It’s the start of the spring school holidays here, and
depression seems to be trying to descend upon me which feels ridiculously
inappropriate because its finally warming up, trees are growing leaves and
there are blossoms everywhere. This means I should be happy now, doesn’t it? But
the black cloud is thickening and I am trying to fake it till I make it, resisting
the urge to just lie in bed binge watch seasons of “Love Child”.
Mr 11 seems to of inherited his temper from his mother, which
is unfortunate for him and very unfortunate for our glass sliding door. In a
momentary fit of rage on Sunday night he kicked the old plate glass sliding door
shattering it and sending shards of glass into his bare toes.
The emergency room visit triggered the hell out of me, I
hadn’t considered the fact that that might happen when we decided who would
take him to the hospital, I was preoccupied with my bleeding child and just
drove there. But as I carried him through the doors into the waiting area it suddenly
hit me, the white walls, the smell of antiseptic. The last time I was there was
back in 2015 when I was forced to declare, out loud, that I could no longer stand
being alive and needed to be locked up for my own safety and I almost never
came home again.
We were sent into the triage office, the same triage office
where I had previously been rendered mute with anxiety and fear of judgement,
where I had looked around furiously for anything I could use to end my life
right then and there rather than face the torment of being hospitalised for my
own safety, forced to live against my will. I stepped into the little office,
took a deep breath as the sensations and memory flooded over me and tried
desperately to push them down, back into their box in the back of my mind, to
become a problem for a different day.

# [WORK INSTRUCTIONS]
A. Summarize the post in two sentences.
B. Translate this sentence from the post into Spanish: "In a momentary fit of rage on Sunday night he kicked the old plate glass sliding door shattering it and sending shards of glass into his bare toes."
The rows that follow have no connection to the post.

[Rows taken from a dataset]
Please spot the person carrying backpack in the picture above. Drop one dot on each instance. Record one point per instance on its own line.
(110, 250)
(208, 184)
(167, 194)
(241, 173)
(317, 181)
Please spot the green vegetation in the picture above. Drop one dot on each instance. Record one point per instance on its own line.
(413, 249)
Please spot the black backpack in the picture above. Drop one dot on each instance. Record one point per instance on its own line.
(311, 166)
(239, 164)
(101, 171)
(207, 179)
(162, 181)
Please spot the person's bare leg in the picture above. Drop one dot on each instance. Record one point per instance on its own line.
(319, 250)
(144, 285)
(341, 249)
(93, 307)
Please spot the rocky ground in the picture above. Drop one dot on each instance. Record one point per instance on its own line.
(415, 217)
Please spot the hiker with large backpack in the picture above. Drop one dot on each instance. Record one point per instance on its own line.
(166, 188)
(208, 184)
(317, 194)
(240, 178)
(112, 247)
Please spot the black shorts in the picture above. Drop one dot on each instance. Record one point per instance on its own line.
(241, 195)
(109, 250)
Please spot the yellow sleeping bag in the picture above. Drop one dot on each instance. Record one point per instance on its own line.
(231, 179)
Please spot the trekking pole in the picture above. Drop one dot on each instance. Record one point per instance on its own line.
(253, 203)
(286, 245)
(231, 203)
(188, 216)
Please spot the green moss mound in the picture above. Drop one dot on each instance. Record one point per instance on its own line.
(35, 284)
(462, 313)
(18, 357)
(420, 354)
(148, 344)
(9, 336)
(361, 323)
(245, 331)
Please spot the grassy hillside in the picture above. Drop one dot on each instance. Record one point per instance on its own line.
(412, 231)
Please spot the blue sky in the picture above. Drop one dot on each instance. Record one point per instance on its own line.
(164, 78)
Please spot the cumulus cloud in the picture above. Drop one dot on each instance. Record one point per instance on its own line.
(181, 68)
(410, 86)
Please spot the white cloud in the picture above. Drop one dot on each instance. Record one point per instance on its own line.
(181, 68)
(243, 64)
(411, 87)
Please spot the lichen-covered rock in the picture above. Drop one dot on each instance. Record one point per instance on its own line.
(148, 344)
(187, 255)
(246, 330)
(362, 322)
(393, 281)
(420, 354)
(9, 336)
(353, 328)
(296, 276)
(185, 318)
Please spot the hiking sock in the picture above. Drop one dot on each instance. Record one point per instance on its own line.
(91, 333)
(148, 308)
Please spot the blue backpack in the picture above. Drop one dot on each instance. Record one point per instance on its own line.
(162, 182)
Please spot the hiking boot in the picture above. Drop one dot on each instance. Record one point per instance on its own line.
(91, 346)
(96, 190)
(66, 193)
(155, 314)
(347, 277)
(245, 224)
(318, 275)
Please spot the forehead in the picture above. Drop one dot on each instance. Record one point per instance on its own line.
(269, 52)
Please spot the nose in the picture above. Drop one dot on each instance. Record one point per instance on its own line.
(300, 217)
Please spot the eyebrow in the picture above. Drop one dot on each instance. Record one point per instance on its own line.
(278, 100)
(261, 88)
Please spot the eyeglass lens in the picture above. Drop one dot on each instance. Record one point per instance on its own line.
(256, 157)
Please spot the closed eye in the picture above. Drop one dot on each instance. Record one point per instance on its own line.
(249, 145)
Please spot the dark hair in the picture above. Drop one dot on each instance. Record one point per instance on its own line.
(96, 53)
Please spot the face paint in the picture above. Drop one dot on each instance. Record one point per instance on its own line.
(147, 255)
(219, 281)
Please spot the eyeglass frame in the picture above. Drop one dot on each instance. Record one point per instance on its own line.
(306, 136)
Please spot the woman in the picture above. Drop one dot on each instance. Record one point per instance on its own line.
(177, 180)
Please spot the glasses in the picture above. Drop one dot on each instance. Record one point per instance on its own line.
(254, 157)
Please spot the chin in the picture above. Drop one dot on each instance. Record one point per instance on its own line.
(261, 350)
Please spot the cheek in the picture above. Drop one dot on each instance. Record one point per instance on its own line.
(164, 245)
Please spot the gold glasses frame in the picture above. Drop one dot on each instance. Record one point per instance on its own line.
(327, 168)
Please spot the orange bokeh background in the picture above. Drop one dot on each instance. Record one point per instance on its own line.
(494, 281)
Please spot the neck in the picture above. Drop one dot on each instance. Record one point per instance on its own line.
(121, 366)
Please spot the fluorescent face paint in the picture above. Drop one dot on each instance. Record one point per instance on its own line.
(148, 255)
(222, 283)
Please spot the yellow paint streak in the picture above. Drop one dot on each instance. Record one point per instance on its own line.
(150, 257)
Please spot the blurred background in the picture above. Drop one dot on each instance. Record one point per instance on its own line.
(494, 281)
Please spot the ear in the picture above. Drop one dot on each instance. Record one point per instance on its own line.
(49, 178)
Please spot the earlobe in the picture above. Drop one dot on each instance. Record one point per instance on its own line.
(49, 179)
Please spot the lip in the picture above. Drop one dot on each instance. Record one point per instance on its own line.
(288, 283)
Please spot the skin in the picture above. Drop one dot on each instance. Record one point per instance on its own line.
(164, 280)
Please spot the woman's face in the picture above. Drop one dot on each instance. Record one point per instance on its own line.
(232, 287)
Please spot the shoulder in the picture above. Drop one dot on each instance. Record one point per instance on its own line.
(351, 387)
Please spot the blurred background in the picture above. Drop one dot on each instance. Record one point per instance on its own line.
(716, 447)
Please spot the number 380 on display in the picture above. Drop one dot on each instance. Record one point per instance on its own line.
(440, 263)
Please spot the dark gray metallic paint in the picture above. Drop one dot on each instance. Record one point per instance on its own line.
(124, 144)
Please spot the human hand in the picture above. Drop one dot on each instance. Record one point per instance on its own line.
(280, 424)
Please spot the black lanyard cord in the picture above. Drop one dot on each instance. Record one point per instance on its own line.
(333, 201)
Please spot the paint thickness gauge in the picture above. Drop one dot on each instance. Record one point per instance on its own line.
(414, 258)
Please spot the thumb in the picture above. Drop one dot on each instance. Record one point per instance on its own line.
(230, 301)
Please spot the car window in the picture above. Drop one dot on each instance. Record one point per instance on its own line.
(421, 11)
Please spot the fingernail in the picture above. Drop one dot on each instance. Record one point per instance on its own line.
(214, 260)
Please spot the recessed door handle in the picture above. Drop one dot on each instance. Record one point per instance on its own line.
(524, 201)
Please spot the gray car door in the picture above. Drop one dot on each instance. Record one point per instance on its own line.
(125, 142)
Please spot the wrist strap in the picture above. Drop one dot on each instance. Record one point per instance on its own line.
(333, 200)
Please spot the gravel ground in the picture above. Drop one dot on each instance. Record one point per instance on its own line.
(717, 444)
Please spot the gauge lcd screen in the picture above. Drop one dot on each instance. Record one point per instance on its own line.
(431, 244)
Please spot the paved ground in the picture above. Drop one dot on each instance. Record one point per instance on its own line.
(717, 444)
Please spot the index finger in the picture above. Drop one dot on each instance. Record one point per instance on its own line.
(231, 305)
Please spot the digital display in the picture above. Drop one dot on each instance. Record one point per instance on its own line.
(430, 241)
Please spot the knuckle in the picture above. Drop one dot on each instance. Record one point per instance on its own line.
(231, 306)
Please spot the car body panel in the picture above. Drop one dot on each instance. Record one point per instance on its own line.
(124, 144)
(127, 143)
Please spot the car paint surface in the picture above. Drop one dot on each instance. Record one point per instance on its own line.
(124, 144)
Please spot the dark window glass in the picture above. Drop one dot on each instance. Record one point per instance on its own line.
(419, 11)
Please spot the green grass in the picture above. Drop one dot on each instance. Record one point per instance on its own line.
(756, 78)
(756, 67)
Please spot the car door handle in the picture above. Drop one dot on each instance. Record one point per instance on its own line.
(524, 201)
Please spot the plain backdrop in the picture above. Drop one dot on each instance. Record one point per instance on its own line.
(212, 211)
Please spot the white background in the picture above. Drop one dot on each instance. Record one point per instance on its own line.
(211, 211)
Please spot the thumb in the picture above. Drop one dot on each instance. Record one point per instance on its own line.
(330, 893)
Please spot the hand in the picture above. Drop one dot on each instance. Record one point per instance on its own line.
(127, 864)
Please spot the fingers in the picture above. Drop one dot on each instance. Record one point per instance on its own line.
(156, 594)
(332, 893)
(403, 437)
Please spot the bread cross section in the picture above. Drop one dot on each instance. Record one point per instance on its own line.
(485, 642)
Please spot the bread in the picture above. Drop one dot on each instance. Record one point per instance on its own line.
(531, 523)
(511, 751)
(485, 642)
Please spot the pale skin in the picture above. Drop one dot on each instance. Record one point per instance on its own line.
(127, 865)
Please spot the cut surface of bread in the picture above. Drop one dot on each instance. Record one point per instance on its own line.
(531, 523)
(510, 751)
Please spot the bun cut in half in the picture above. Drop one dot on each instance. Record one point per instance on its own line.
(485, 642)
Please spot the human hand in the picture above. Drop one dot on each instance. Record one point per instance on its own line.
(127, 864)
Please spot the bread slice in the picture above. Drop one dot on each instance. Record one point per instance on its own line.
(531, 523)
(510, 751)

# [ANSWERS TO THE PROBLEMS]
A. At the start of the spring school holidays, the writer feels depression setting in even though the weather is warming and blossoms are everywhere. After Mr 11 kicked a glass sliding door and cut his bare toes, taking him to the emergency room brought back memories of a 2015 visit, when the writer declared being unable to stand being alive any longer, and in the triage office the writer tried to push those memories back down.

B. En un arrebato momentáneo de ira el domingo por la noche, pateó la vieja puerta corrediza de vidrio, haciéndola añicos y clavándose esquirlas de vidrio en los dedos descalzos de los pies.